▶ BRIEF
Which lines in the listing below contain the string "black"? Pick out every such line, treating uppercase and lowercase letters as different.

▶ LISTED RECORDS
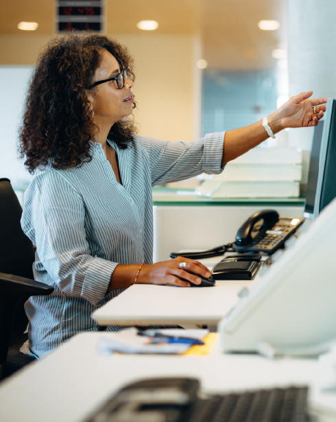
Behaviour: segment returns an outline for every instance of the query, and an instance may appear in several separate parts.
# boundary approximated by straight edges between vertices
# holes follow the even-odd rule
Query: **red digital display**
[[[99,16],[101,8],[58,8],[59,16]]]

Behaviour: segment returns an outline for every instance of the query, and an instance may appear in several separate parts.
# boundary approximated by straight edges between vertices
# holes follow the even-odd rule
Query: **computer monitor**
[[[336,197],[336,100],[328,99],[319,150],[320,124],[315,128],[311,151],[304,217],[315,219]],[[317,161],[317,156],[320,159]]]
[[[316,197],[316,187],[317,186],[318,167],[320,161],[320,152],[322,140],[323,126],[324,121],[320,121],[315,128],[313,145],[311,146],[311,159],[309,162],[309,171],[307,185],[306,203],[303,216],[313,220],[314,205]]]
[[[221,321],[223,351],[310,355],[336,340],[335,233],[336,198]]]

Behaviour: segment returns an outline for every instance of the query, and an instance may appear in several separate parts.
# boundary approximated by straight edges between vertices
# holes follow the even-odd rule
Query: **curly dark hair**
[[[105,49],[134,80],[133,59],[115,39],[88,32],[55,36],[40,54],[29,86],[19,130],[19,153],[30,173],[47,165],[80,167],[92,159],[90,141],[96,126],[86,97]],[[136,103],[133,104],[133,108]],[[132,145],[132,117],[115,123],[108,134],[121,149]]]

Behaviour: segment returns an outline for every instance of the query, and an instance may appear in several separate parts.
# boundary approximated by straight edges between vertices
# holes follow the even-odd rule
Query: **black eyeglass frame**
[[[119,78],[119,75],[121,75],[121,76],[123,77],[123,82],[122,82],[123,84],[121,86],[119,86],[119,81],[120,81],[120,79],[118,79]],[[116,76],[114,76],[113,78],[110,78],[109,79],[104,79],[104,80],[99,80],[98,82],[95,82],[92,85],[90,85],[90,86],[88,87],[88,89],[91,89],[92,88],[94,88],[95,86],[97,86],[97,85],[100,85],[100,84],[108,82],[110,80],[115,80],[115,82],[117,82],[117,86],[118,87],[118,89],[122,89],[125,86],[125,78],[126,78],[126,72],[125,71],[121,71],[119,73],[118,73]]]

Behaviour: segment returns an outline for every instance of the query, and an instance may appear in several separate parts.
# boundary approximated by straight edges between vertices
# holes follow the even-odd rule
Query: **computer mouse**
[[[191,274],[194,273],[191,272]],[[189,281],[192,288],[211,288],[213,285],[215,285],[216,283],[216,280],[215,280],[212,275],[211,275],[208,279],[202,277],[199,274],[194,274],[194,275],[196,275],[199,279],[201,279],[201,283],[200,284],[194,284],[193,283],[190,283],[190,281]],[[182,277],[178,277],[178,279],[180,279],[180,280],[183,280],[183,281],[188,281],[188,280],[182,279]]]

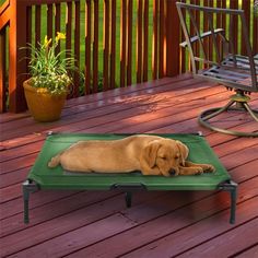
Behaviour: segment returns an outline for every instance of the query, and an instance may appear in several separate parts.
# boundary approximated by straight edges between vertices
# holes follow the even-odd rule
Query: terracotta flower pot
[[[55,121],[61,116],[67,94],[51,95],[32,87],[30,80],[23,82],[25,97],[33,118],[37,121]]]

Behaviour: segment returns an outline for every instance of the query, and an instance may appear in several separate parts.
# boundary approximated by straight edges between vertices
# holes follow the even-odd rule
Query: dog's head
[[[143,157],[150,168],[159,167],[164,176],[179,174],[179,166],[185,165],[188,148],[180,141],[159,139],[148,143],[143,149]]]

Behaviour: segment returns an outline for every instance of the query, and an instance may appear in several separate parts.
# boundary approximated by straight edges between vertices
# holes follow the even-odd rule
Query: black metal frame
[[[129,185],[120,185],[116,184],[110,187],[110,189],[117,189],[125,191],[125,201],[127,208],[131,207],[132,201],[132,191],[136,190],[146,190],[146,187],[142,184],[129,184]],[[221,183],[218,186],[218,189],[230,191],[231,194],[231,215],[230,215],[230,223],[235,223],[235,213],[236,213],[236,195],[237,195],[237,184],[232,180],[226,180]],[[24,201],[24,223],[30,223],[30,210],[28,210],[28,202],[30,202],[30,195],[32,192],[40,190],[40,186],[33,180],[27,179],[23,183],[23,201]]]
[[[231,195],[231,216],[230,223],[235,223],[235,213],[236,213],[236,198],[237,198],[237,184],[233,180],[226,180],[219,185],[219,190],[228,191]]]
[[[215,81],[220,84],[225,85],[228,90],[234,89],[236,92],[236,94],[231,97],[231,101],[224,107],[210,108],[202,112],[198,117],[198,121],[202,126],[213,131],[239,137],[258,137],[258,131],[234,131],[212,126],[210,122],[210,119],[212,119],[213,117],[220,115],[223,112],[230,110],[245,112],[249,114],[251,118],[255,119],[255,121],[258,122],[258,110],[250,108],[250,106],[248,105],[250,98],[246,95],[246,93],[249,94],[251,92],[258,92],[258,57],[253,56],[251,52],[244,11],[199,7],[183,2],[177,2],[176,7],[180,19],[183,32],[186,37],[186,42],[181,43],[180,46],[188,47],[194,74],[196,77],[201,77],[206,80]],[[195,32],[194,36],[190,35],[183,10],[189,15],[189,20],[192,24]],[[195,17],[195,12],[197,11],[202,12],[203,15],[207,15],[208,27],[210,31],[203,33],[200,32]],[[228,39],[226,38],[224,28],[214,28],[213,14],[230,15]],[[239,21],[243,25],[243,38],[247,52],[246,57],[236,55],[236,49],[234,48],[234,44],[231,40],[233,38],[233,16],[239,17]],[[212,45],[214,47],[216,56],[215,60],[209,60],[207,57],[203,39],[208,37],[212,40]],[[195,43],[199,43],[200,46],[200,52],[198,52],[198,56],[195,55]],[[219,44],[221,44],[222,46]],[[202,62],[209,68],[198,70],[197,62]],[[248,80],[250,81],[250,83],[247,86],[245,82]]]
[[[23,203],[24,203],[24,213],[23,213],[24,223],[27,224],[30,222],[30,215],[28,215],[30,195],[31,192],[40,190],[40,187],[35,181],[27,179],[23,183],[22,189],[23,189]]]

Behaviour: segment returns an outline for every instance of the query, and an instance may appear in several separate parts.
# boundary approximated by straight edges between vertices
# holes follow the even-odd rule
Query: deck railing
[[[45,35],[66,32],[60,48],[71,49],[85,81],[74,74],[70,97],[173,77],[188,70],[179,49],[181,31],[175,0],[9,0],[0,8],[0,112],[26,109],[22,83],[30,52],[20,50]],[[246,11],[254,51],[258,52],[254,0],[187,0]],[[200,26],[206,26],[200,17]],[[226,21],[218,22],[226,23]],[[239,44],[235,21],[235,44]],[[244,50],[243,50],[244,51]],[[101,89],[99,89],[101,85]]]

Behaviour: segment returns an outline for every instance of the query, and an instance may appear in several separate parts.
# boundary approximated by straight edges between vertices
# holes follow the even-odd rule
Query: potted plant
[[[28,44],[31,50],[28,69],[31,78],[23,83],[28,110],[37,121],[55,121],[60,118],[67,94],[72,85],[69,74],[74,70],[74,58],[66,57],[68,50],[57,51],[59,40],[66,35],[57,33],[52,40],[45,36],[37,46]]]

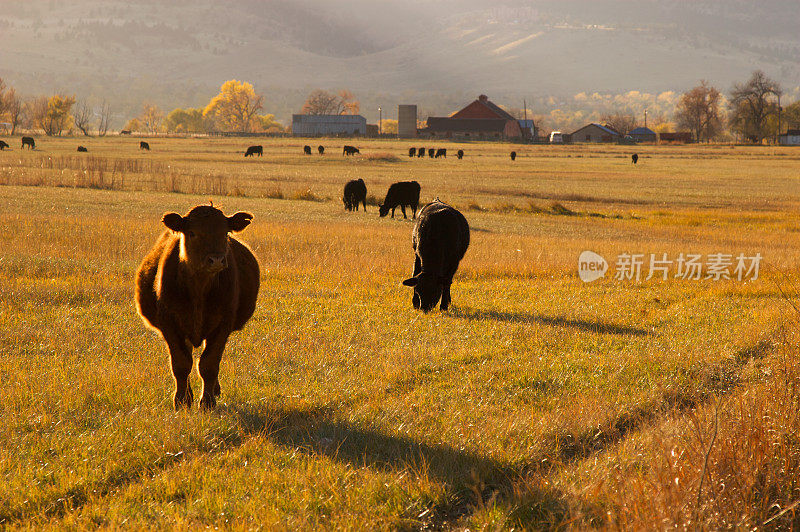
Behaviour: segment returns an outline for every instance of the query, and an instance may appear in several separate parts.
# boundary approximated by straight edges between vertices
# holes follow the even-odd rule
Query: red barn
[[[422,137],[463,139],[509,139],[530,137],[535,129],[524,120],[517,120],[495,105],[485,94],[450,116],[428,117],[427,127],[420,129]]]

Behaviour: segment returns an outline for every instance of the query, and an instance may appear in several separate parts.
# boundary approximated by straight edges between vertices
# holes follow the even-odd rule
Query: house
[[[636,142],[655,142],[656,132],[647,127],[637,127],[632,129],[628,136],[633,138]]]
[[[608,126],[589,124],[570,134],[572,142],[619,142],[621,135]]]
[[[677,133],[659,133],[659,142],[675,142],[689,144],[694,140],[691,131],[678,131]]]
[[[361,115],[292,115],[295,137],[359,136],[367,134]]]
[[[485,94],[452,114],[428,117],[426,127],[418,130],[422,137],[461,139],[533,138],[533,120],[518,120],[489,100]]]
[[[800,129],[790,129],[778,135],[778,144],[781,146],[800,146]]]

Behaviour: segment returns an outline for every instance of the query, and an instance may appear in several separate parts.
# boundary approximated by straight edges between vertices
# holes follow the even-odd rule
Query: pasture
[[[800,526],[800,151],[36,140],[0,152],[0,526]],[[472,228],[448,312],[411,308],[412,221],[378,217],[410,179]],[[216,410],[176,413],[133,274],[209,198],[255,215],[261,291]],[[651,253],[763,261],[645,280]]]

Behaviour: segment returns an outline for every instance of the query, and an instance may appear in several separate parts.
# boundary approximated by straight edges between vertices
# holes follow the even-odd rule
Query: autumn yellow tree
[[[33,123],[44,130],[46,135],[60,136],[64,130],[72,127],[73,105],[74,96],[56,94],[51,98],[37,98],[30,106]]]
[[[219,94],[203,109],[203,116],[213,119],[219,130],[250,132],[263,106],[264,97],[256,94],[250,83],[232,79],[222,84]]]

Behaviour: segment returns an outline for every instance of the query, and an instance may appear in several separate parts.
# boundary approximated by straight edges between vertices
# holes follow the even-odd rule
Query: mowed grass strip
[[[68,140],[45,140],[42,150],[68,148]],[[323,198],[213,195],[226,212],[255,214],[241,238],[261,261],[262,284],[253,320],[226,349],[221,405],[210,414],[171,411],[166,350],[135,314],[132,275],[162,230],[161,215],[205,203],[212,191],[0,187],[0,521],[653,523],[663,515],[643,498],[624,508],[646,512],[602,517],[622,502],[621,491],[596,487],[615,467],[605,457],[644,449],[650,454],[636,464],[646,468],[647,456],[663,449],[627,442],[639,434],[649,441],[662,420],[756,385],[765,378],[761,361],[785,345],[775,270],[797,275],[798,176],[785,170],[761,188],[753,181],[783,156],[754,149],[711,159],[710,148],[650,148],[632,168],[621,148],[531,148],[518,150],[525,157],[510,167],[506,148],[476,144],[477,162],[459,166],[304,157],[293,142],[265,142],[260,166],[231,154],[238,145],[230,140],[151,143],[152,155],[186,175],[211,172],[253,190],[285,178],[287,194]],[[97,143],[98,157],[128,150],[117,139]],[[382,142],[367,148],[390,151]],[[698,170],[696,155],[712,162]],[[750,179],[717,193],[714,184],[733,167]],[[564,177],[536,168],[552,176],[563,169]],[[454,308],[423,315],[400,286],[412,266],[411,222],[379,219],[375,208],[344,213],[340,188],[355,176],[378,196],[392,180],[417,179],[424,197],[464,206],[523,205],[530,198],[522,192],[547,196],[533,198],[547,206],[591,180],[602,181],[584,192],[592,198],[638,203],[553,199],[619,218],[466,212],[473,238]],[[126,173],[124,182],[136,179]],[[486,192],[472,198],[472,190]],[[577,279],[584,249],[612,263],[607,279]],[[760,252],[771,269],[746,283],[617,281],[613,260],[622,252]],[[606,465],[582,473],[594,457]]]

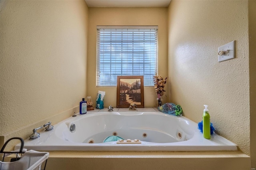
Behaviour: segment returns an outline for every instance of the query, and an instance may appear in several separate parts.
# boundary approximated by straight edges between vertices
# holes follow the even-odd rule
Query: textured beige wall
[[[86,96],[88,8],[84,0],[1,0],[0,15],[0,134],[26,138],[15,132],[72,114]]]
[[[196,122],[208,105],[217,133],[250,155],[248,2],[172,0],[168,15],[170,101]],[[232,40],[235,58],[218,62]]]
[[[159,74],[167,75],[167,8],[90,8],[88,36],[88,95],[96,100],[98,90],[106,91],[104,105],[116,105],[116,87],[96,87],[97,26],[158,26]],[[152,75],[153,76],[153,75]],[[167,88],[166,88],[167,91]],[[166,95],[168,92],[165,93]],[[153,87],[144,87],[145,107],[156,107],[157,95]],[[164,97],[164,102],[168,97]],[[94,103],[95,106],[95,102]]]
[[[250,150],[252,168],[256,168],[256,1],[249,0],[249,54]]]

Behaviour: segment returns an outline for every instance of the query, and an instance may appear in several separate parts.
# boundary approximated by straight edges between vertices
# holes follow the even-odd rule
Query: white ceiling
[[[165,7],[171,0],[85,0],[89,7]]]

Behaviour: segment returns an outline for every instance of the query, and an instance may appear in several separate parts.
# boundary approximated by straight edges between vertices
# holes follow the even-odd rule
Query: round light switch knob
[[[225,51],[220,51],[218,54],[219,55],[222,55],[225,54]]]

▶ EXERCISE RESULT
Query: **black eyeglass frame**
Query: black metal frame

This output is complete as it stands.